BEGIN Data
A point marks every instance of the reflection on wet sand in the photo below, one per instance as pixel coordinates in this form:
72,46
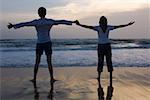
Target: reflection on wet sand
37,95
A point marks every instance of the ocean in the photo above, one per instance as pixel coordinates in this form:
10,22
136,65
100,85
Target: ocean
75,52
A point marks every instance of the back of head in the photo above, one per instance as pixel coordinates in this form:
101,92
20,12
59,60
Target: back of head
103,21
42,12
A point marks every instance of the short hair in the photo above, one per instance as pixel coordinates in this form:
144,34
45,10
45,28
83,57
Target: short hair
103,20
42,12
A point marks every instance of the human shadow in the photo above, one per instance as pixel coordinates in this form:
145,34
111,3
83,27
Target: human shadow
51,93
101,92
36,93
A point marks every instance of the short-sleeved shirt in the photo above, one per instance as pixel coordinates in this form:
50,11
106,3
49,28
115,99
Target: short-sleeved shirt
43,27
103,37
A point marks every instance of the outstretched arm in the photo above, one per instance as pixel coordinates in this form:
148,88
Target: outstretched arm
120,26
10,25
85,26
57,22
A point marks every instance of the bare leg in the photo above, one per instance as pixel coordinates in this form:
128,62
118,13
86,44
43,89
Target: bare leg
110,89
50,67
36,66
111,79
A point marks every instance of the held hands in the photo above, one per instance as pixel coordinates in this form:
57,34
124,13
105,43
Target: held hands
10,26
131,23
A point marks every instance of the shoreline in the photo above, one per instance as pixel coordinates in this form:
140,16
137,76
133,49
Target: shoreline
75,83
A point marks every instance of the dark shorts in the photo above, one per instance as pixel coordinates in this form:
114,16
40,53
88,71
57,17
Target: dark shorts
47,47
104,50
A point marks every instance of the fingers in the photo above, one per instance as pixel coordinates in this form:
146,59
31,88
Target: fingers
9,26
131,23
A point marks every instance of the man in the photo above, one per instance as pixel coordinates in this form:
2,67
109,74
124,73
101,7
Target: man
43,27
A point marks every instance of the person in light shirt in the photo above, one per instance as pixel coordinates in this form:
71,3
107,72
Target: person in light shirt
104,49
43,26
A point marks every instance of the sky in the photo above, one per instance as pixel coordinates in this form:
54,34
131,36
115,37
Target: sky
86,11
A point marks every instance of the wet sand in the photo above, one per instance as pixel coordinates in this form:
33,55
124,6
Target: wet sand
75,83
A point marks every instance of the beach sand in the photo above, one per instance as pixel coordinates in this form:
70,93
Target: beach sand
75,83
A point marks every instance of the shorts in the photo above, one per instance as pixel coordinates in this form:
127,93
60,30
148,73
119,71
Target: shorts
104,50
47,47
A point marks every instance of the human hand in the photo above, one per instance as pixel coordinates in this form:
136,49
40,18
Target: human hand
10,26
131,23
77,22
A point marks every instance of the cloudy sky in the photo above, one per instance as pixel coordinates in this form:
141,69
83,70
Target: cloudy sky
86,11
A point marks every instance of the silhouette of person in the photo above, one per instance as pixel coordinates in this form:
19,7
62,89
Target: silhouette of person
104,49
43,27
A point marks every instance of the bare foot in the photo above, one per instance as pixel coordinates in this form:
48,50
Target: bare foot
33,80
53,80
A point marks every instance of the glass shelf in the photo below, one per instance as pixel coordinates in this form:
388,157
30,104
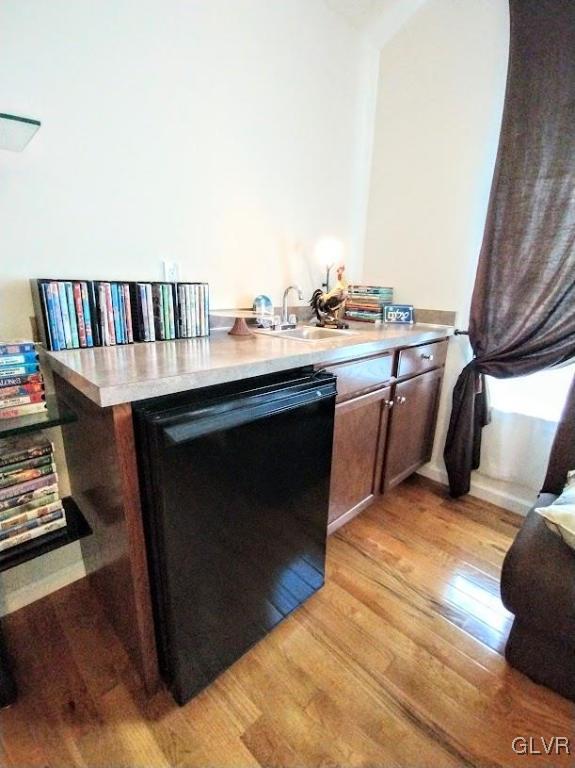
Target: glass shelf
END Data
- Exercise: Retype the lines above exactly, no pictures.

- Your response:
A point marks every instance of the reflection on wet sand in the photo below, one per instance as pixel coordinates in this form:
72,46
Target: reflection on wet sand
37,95
A point marks every instance of the ocean in the photo above, one per instance as pixel coordinates in this form:
10,22
136,65
100,85
Target: ocean
75,52
A point marks every instance of the back of head in the photo above, one per instance as pixel coordinates in this form:
101,92
20,12
59,60
Target: back of head
103,21
42,12
A point marks every instance of the short hair in the photo above, one per instance as pixel coordinates in this form:
144,34
45,10
45,28
83,57
Target: short hair
103,20
42,12
A point marks every instance of the human shadow in the photo above, one per instance as pixel coordinates in this form:
145,34
111,3
83,27
Target: human shadow
51,93
101,92
36,93
A point marks every instance of the short-sleeved shirt in the photo above, one per instance as pixel coordinates in this form:
50,11
106,3
49,28
115,99
Target: short-sleeved shirt
43,27
103,37
A point marks every instance of the outstretched arm in the photo above, one per instance as pixel coordinates in this form:
148,88
Target: outstretched arm
120,26
10,25
85,26
57,22
A point marks every instance of the bare leg in the photo above, one per instance as pixel coordinates in this form:
128,62
118,13
86,44
43,89
Target: bare leg
110,89
50,67
36,66
111,79
A point marks every instance of the held hands in the photo above, one per instance as pixel coordinates in this form:
57,34
124,13
105,43
Target: held hands
10,26
131,23
A point marks every instance of the shoreline in the photo above, one per instance as pixel coordinates in this form:
140,16
137,76
133,49
Target: shoreline
75,83
A point marks every instance of the dark shorts in the photo above, one per instance as pixel coordinates in this form:
114,16
40,53
88,71
57,17
Target: dark shorts
47,47
104,50
A point marks every instance of the fingers in the photo above, one per instance as pixel coordinates in this form:
146,59
31,88
Target: fingers
9,26
131,23
A point marks every instance of the man in the photo above, one per instance as pixel coordinates in this form:
2,67
109,74
124,73
101,7
Target: man
43,27
A point marks every instance of the person in light shirt in the photo above, one per instance as pixel coordinates in this form:
71,3
107,72
Target: person in light shirt
104,49
43,26
A point marks every instance of the sky in the photo above, one per instance as pixel coordinates in this form:
54,34
131,36
115,37
Target: sky
86,11
A point marks every instance of the wet sand in the photo above, one per instance as pixel coordinates in this form:
33,55
124,6
Target: wet sand
75,83
A point marks every instance of the beach sand in the photo above, one per instance as pixel coordinates in this form:
70,93
Target: beach sand
75,83
A point marks every instance of the shorts in the photo above, one per instance as pixel coordinates in this form:
127,93
60,30
148,73
119,71
Target: shorts
104,50
47,47
A point marks every instance of the human hand in the photo above, one per instance as pixel coordinates in this form:
136,49
40,18
Target: human hand
10,26
131,23
77,22
A point marks every instance of the cloudy sky in the photo above, one per instance as pixel coordinates in this form:
141,69
83,70
Target: cloudy sky
86,11
A point marks every instance of the silhouette of person in the photo above, one per instance as pixel coordinates in this form:
19,7
62,89
Target: silhouette of person
104,49
43,27
A point marks every instance of the bare foot in the photo above, one per instance as pixel coordinates in this form:
48,50
Target: bare foot
33,80
53,80
A point marks every instance of the glass shelf in the photo below, one per instance as pixel coordinates in this form:
388,157
30,104
Target: glass shelf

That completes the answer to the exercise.